Женщину с пуделем за оцепление не пустили. Женщина остановилась, пудель сделал вид, что его это не касается. Он пристроился к колесу «ГАЗели» и поднял лапу.
– Марк, – крикнула женщина, – не делай этого! – Она испугалась, что военные будут ругаться. – Марк, мальчик мой, отойди от машины.
Марк хладнокровно завершил свой туалет.
– Захватили кого-нибудь? – женщина обратилась к ближайшему офицеру.
– Нет, – коротко сказал офицер.
– Взорвали?
– Нет.
– Может быть, убили?
– Женщина! – офицер повысил голос. – Обойдите с другой стороны.
Пудель был дурной и не слушался хозяйки. Он пробежал вперед, задрал морду вверх и смотрел, как в машине открылась дверь, как оттуда один за другим вынырнули люди с мятыми пакетами и побежали к зданию, опустив голову, не глядя по сторонам, на ходу складывая руки за спиной.
Ни пес, ни женщина не могли и представить, что таким образом в Государственный музыкальный театр национального искусства в Олимпийской деревне привезли артистов на генеральную репетицию концерта Всероссийского конкурса песни среди осужденных «Калина красная».
Конвой я ждал с восьми утра. В это время только хмурые мусорщики ходили вокруг здания с черными мешками, да одинокий милицейский майор без машины бродил у главного входа. Он спросил у меня спички.

○ ○ ○ ○ ○

Выведите дословно часть отрывка о конкурсе «Калина красная», начиная со слов «Женщину с пуделем» и заканчивая словами «завершил свой туалет.». Список для этой работы не понадобится.

[Записи пространственной разметки]
○ ○ ○ ○ ○

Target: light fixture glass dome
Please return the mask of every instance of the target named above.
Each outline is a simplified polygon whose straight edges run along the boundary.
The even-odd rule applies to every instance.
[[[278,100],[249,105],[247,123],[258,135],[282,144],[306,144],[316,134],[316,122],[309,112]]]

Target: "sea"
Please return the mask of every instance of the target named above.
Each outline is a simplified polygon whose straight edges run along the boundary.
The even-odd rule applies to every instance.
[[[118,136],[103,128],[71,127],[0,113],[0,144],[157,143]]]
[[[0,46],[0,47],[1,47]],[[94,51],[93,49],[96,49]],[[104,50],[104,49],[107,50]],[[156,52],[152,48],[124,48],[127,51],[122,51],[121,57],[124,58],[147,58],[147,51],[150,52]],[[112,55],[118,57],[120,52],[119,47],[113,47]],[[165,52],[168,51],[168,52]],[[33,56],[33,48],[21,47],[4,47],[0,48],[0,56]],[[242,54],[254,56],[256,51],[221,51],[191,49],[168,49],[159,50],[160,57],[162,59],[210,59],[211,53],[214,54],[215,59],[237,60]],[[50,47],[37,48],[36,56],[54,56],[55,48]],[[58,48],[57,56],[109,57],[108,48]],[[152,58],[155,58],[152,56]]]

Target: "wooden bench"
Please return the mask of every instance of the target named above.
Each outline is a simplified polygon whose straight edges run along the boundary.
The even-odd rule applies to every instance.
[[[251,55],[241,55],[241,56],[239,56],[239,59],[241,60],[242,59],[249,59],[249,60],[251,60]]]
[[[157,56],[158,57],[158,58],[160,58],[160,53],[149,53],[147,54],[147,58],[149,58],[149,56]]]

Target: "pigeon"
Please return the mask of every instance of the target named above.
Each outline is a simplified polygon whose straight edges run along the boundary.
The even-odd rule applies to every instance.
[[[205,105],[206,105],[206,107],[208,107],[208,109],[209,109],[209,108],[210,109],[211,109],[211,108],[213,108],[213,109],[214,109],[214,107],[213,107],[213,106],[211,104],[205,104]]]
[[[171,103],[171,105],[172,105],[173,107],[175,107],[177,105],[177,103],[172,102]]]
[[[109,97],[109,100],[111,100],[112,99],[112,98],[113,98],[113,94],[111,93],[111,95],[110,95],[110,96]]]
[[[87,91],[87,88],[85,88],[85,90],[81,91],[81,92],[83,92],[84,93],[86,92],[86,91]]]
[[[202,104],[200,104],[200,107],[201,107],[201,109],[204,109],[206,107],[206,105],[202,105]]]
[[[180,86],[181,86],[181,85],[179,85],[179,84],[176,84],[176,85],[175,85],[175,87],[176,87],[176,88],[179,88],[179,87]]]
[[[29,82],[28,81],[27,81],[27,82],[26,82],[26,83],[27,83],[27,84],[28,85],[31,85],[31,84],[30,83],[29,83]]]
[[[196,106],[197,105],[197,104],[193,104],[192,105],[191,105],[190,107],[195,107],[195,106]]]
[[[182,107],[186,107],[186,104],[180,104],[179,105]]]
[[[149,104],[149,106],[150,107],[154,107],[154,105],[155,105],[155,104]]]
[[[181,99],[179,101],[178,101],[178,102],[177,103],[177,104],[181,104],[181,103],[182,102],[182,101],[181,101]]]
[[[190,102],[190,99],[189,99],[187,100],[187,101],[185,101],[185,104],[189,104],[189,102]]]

○ ○ ○ ○ ○

_Ответ_:
Женщину с пуделем за оцепление не пустили. Женщина остановилась, пудель сделал вид, что его это не касается. Он пристроился к колесу «ГАЗели» и поднял лапу.
– Марк, – крикнула женщина, – не делай этого! – Она испугалась, что военные будут ругаться. – Марк, мальчик мой, отойди от машины.
Марк хладнокровно завершил свой туалет.